Task prompt: Only one span of the listing below should come back. It runs from the line with "Exercise. Point out every instance of the distant" through the line with "Exercise. Point out every instance of the tree bark", and each of its lines must be reproduced exactly.

Content starts

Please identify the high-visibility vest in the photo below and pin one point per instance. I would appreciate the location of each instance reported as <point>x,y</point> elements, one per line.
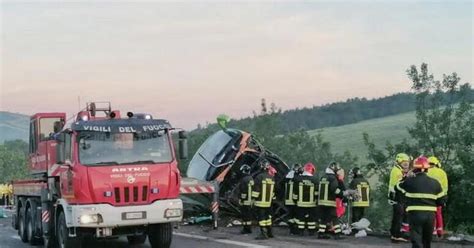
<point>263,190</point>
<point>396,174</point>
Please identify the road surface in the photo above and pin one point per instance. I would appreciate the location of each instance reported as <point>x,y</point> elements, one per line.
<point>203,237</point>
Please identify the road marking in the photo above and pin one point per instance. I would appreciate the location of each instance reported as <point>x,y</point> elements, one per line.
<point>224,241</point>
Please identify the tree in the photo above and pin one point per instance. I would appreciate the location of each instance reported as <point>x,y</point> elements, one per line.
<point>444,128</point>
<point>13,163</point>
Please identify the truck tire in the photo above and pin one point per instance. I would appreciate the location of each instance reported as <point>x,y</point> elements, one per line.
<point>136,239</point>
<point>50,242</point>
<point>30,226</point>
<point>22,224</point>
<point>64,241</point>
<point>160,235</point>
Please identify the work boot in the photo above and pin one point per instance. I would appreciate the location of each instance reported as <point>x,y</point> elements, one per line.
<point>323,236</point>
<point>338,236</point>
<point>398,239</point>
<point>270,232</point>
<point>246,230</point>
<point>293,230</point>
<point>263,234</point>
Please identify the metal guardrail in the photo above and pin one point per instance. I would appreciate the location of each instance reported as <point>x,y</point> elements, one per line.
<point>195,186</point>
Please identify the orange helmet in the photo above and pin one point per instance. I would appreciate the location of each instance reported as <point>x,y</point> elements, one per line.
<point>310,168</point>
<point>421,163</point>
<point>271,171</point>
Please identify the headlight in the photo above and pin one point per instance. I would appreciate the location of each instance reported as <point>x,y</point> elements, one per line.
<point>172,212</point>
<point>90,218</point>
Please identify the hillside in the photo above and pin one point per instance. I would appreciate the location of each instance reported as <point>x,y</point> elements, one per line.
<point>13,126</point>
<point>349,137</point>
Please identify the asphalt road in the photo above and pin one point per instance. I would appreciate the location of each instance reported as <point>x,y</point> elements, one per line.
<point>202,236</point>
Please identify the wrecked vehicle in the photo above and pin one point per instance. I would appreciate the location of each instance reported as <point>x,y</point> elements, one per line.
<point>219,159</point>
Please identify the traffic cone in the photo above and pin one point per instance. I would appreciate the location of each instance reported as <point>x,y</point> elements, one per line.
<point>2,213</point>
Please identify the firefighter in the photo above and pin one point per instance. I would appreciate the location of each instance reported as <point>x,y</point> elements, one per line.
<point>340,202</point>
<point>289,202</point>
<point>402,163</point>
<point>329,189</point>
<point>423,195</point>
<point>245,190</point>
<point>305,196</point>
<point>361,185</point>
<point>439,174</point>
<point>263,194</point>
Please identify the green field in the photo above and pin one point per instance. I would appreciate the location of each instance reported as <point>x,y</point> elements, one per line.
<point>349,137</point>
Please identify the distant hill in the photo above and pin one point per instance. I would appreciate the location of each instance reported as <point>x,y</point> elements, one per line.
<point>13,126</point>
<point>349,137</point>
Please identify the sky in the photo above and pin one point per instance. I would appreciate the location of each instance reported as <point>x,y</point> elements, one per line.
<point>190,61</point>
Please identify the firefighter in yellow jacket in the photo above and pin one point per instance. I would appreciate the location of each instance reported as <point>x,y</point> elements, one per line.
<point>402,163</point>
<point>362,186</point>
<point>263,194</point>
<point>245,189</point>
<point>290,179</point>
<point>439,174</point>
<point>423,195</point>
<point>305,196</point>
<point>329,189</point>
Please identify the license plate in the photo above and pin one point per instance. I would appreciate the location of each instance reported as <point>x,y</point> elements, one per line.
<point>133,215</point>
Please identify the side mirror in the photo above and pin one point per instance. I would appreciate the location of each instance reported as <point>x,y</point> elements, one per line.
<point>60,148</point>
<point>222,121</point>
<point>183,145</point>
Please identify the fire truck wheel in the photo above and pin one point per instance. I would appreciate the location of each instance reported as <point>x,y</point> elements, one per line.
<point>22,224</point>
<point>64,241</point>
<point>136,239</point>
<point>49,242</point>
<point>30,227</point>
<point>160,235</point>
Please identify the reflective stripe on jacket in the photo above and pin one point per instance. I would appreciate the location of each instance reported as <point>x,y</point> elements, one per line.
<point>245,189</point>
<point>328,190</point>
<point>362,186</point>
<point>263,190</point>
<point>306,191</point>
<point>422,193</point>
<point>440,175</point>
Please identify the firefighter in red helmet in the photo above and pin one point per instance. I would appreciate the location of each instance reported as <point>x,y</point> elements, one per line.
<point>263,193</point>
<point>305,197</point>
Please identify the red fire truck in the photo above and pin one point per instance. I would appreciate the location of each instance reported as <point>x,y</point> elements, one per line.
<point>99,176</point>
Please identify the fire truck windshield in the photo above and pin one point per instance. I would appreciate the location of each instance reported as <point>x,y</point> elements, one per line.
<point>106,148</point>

Content ends
Content starts

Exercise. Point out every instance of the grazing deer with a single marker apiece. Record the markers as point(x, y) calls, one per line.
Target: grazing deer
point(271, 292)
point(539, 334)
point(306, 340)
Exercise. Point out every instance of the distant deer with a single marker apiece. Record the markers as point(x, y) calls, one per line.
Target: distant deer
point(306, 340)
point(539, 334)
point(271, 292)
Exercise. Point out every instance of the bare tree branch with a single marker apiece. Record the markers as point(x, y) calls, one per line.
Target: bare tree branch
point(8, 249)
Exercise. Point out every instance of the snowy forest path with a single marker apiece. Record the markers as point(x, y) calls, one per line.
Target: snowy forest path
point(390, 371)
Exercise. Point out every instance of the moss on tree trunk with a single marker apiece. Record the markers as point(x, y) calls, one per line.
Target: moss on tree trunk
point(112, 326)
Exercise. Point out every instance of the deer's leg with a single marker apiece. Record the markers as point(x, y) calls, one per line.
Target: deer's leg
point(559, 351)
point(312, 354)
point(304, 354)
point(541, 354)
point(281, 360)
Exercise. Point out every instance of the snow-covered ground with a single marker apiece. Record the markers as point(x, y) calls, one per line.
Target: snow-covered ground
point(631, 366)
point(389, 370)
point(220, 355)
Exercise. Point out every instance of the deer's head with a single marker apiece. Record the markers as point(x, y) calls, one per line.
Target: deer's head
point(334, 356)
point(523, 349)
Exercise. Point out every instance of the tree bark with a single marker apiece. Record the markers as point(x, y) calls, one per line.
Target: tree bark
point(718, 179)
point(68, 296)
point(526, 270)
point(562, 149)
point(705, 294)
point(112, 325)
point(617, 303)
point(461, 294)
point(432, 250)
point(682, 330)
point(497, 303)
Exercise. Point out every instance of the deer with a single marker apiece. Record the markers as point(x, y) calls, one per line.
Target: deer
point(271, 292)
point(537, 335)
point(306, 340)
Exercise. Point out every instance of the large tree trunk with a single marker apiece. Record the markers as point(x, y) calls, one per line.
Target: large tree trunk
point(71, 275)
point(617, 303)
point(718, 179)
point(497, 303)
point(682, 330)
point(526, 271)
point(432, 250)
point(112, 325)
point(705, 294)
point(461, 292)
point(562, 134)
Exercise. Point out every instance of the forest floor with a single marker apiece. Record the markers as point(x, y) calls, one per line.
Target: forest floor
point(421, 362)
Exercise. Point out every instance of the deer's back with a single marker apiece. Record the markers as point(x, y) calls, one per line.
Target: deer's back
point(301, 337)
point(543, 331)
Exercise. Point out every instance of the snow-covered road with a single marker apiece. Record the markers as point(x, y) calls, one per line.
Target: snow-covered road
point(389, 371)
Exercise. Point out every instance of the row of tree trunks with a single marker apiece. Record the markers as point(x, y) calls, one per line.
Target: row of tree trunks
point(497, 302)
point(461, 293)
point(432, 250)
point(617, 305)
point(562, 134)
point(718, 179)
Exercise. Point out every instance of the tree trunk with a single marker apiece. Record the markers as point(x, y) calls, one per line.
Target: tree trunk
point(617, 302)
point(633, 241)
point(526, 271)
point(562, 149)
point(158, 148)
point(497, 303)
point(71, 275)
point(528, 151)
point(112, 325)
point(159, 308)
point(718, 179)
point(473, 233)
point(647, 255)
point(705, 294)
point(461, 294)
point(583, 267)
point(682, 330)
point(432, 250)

Content ends

Task result:
Exercise. Point out every instance of the distant deer with a single marker apiece. Record the markers as point(x, y) calls, one per line.
Target: distant deer
point(306, 340)
point(539, 334)
point(271, 292)
Exercise. Point out every instance of the bare tree branch with a single marker apiece. Record the markers as point(x, y) calls, one per line.
Target: bare tree branch
point(8, 249)
Exercise. Point out every instance of the snowy forest path with a single marker apiece. Record the markers as point(x, y) calls, one per line.
Target: snowy forest path
point(390, 371)
Exercise. Point out every instance of the moss on tree trunk with a single marker apiece. Record the markers as point(x, y) calls, one per line.
Target: moss on tree trunk
point(112, 326)
Exercise. Point out every instance of the deer's leg with a single marker apiece. Record the markers as point(x, y) calls, one per line.
Target: deer's leg
point(559, 351)
point(312, 354)
point(304, 354)
point(541, 354)
point(281, 360)
Exercise. Point out every instance of the snow-covered ground with a single marker apiece. Record the markers as point(x, y) calls, one per line.
Target: snow-covered ground
point(631, 366)
point(389, 370)
point(220, 355)
Exercise. Point out every instance of the deer's head with a single marker apiece. Record the markers as point(x, y) calls, one per line.
Target: deer's head
point(334, 356)
point(523, 349)
Exercise. Point out every instance of the tree bark with a single marker apiece. Record the markers as point(x, y) calls, one per line.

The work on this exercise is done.